Sejarawan Senior menilai buku penulisan ulang sejarah RI memerlukan revisi dan perbaikan sebelum naik cetak dan disebarluaskan, mengapa?
Penulis: Naomi Lyandra
Editor: Resky Novianto

KBR, Jakarta- Kementerian Kebudayaan resmi menyelenggarakan soft launching Buku “Sejarah Indonesia: Dinamika Kebangsaan dalam Arus Global” pada 14 Desember 2025.
Penulisan ulang buku sejarah RI ini dimulai Januari 2025, dan sedianya ditargetkan rampung 17 Agustus 2025 atau ketika memperingati 80 tahun kemerdekaan. Namun, akhirnya batal dan mundur hingga penghujung tahun.
Meski begitu, menurut Sejarawan Asvi Warman Adam, peluncuran buku terkesan dilakukan terburu-buru. Padahal dalam perjalanannya, penyusunan buku memantik kontroversi yang terus mengemuka di ruang-ruang diskusi publik. Itu sebab, ia mendesak agar buku tersebut tidak langsung dicetak dan digunakan.

**Cuplikan Data:**
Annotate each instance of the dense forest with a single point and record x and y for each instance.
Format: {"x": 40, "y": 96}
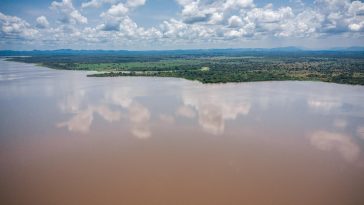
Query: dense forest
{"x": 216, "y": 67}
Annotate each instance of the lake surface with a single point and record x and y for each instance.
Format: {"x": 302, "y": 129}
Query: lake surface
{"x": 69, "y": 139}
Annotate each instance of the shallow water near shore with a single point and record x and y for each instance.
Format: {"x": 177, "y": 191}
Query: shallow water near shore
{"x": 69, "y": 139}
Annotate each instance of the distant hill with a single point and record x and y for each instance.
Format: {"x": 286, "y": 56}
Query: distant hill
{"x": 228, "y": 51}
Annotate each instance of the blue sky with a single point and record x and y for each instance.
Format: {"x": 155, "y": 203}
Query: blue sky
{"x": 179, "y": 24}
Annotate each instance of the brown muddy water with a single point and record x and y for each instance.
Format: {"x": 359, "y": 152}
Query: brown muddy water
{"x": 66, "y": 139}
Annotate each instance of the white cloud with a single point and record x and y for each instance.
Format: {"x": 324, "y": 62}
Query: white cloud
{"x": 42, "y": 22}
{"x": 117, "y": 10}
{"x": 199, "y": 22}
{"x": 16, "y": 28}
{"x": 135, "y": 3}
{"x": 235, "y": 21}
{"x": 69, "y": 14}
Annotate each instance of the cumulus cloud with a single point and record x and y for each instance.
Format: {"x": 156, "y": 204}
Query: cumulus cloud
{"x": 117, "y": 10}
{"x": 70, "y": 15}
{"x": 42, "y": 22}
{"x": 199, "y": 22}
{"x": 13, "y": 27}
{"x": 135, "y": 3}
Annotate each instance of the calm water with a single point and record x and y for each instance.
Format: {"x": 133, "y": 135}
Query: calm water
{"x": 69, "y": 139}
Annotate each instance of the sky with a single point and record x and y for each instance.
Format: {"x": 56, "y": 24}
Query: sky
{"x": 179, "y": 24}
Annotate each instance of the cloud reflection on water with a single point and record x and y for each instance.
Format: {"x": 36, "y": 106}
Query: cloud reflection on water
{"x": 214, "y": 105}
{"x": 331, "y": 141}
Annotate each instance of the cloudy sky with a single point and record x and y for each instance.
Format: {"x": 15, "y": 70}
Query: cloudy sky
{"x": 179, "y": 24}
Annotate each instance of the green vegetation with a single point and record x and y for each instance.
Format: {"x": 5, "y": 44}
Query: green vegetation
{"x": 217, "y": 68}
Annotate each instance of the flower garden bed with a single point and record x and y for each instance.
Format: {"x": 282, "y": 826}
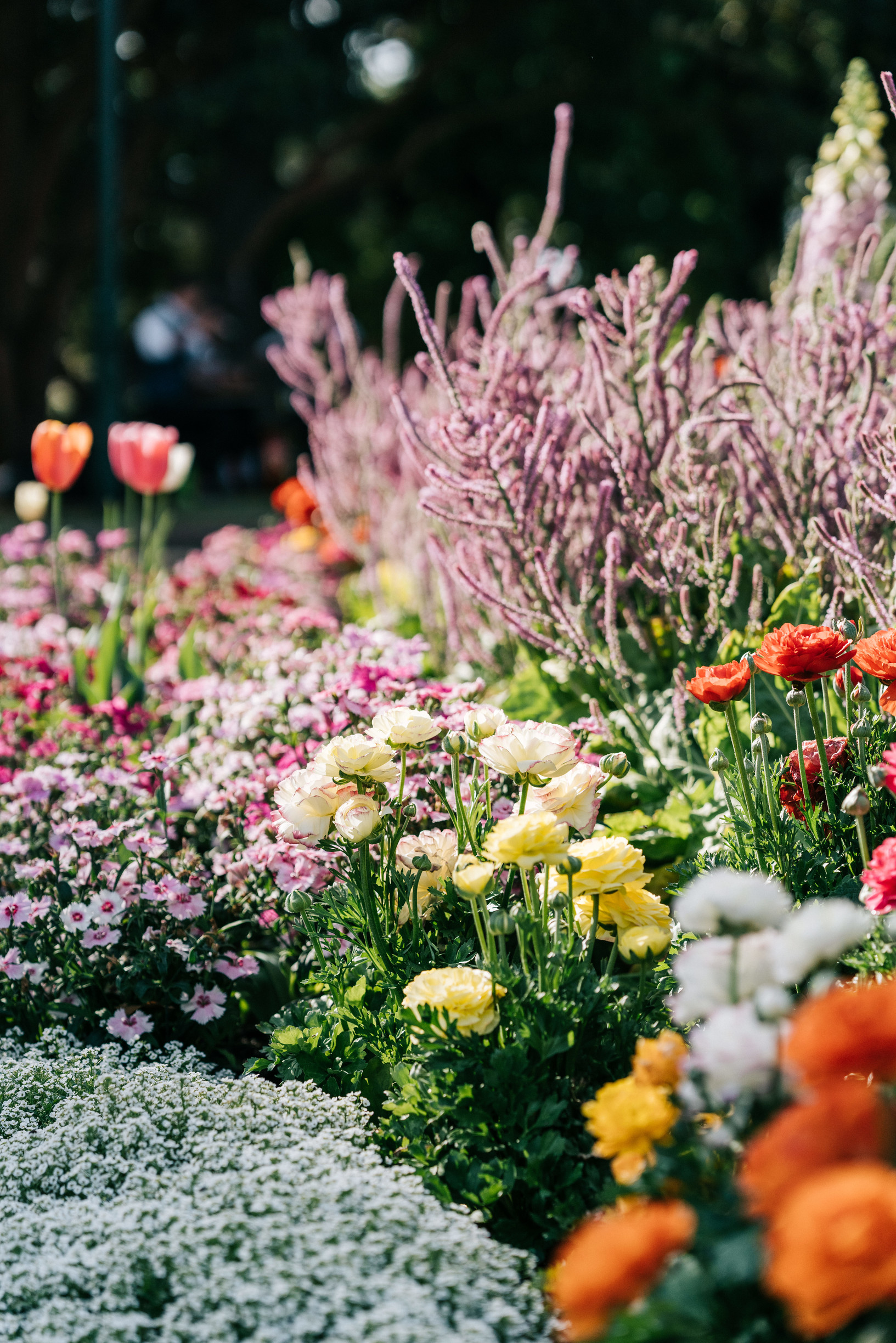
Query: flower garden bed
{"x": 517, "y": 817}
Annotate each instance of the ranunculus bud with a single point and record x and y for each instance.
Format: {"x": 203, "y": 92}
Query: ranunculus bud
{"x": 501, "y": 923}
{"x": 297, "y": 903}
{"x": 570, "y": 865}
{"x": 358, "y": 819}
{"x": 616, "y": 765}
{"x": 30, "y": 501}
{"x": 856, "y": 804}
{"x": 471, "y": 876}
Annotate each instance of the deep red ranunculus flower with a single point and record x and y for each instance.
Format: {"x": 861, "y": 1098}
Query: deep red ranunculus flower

**Tugas Wajib:**
**1.** Terjemahkan kalimat dari berita ini ke dalam bahasa Inggris: "Penulisan ulang buku sejarah RI ini dimulai Januari 2025, dan sedianya ditargetkan rampung 17 Agustus 2025 atau ketika memperingati 80 tahun kemerdekaan."
**2.** Salin persis bagian berita, mulai dari "Penulis: Naomi Lyandra" dan terus sampai "14 Desember 2025.".
**3.** Sambung berita tentang penulisan ulang buku sejarah RI ini, mulai setelah kalimat terakhir yang tertulis.
Baris-baris data di atas tidak berkaitan dengan berita tersebut.

**Jawaban:**
**1.** The rewriting of this Indonesian history book began in January 2025 and was originally targeted for completion on August 17, 2025, or at the commemoration of 80 years of independence.

**2.**
Penulis: Naomi Lyandra
Editor: Resky Novianto

KBR, Jakarta- Kementerian Kebudayaan resmi menyelenggarakan soft launching Buku “Sejarah Indonesia: Dinamika Kebangsaan dalam Arus Global” pada 14 Desember 2025.

**3.**
“Saya menuntut terus. Ada revisi, ada perbaikan, dan bahkan menurut pendapat saya, direvisi dulu, baru dicetak,” ujar Asvi dalam siaran Ruang Publik KBR, Selasa (17/12/2025).
Profesor Purna Bakti Riset Bidang Sejarah Sosial Politik pada Badan Riset dan Inovasi Nasional (BRIN) ini mengingatkan bahwa sejarah nasional memiliki dampak besar, terutama jika Buku Sejarah baru nantinya dijadikan bahan ajar.
“Jadi bukunya harus dibaca lagi, apakah betul, apa namanya itu, cocok untuk dijadikan bahan pengajaran atau tidak otomatis jadi bahan pengajaran di sejarah, di sekolah itu,” terangnya.
Asvi bahkan menyinggung soal kepatutan revisi penulisan sejarah yang dikhawatirkan mengandung campur tangan pemerintah.
“Contoh yang sangat-sangat jelas di dalam intervensi pemerintah ini di dalam misalnya penetapan pahlawan nasional dan dalam hubungannya dengan buku sejarah ini,” ungkapnya.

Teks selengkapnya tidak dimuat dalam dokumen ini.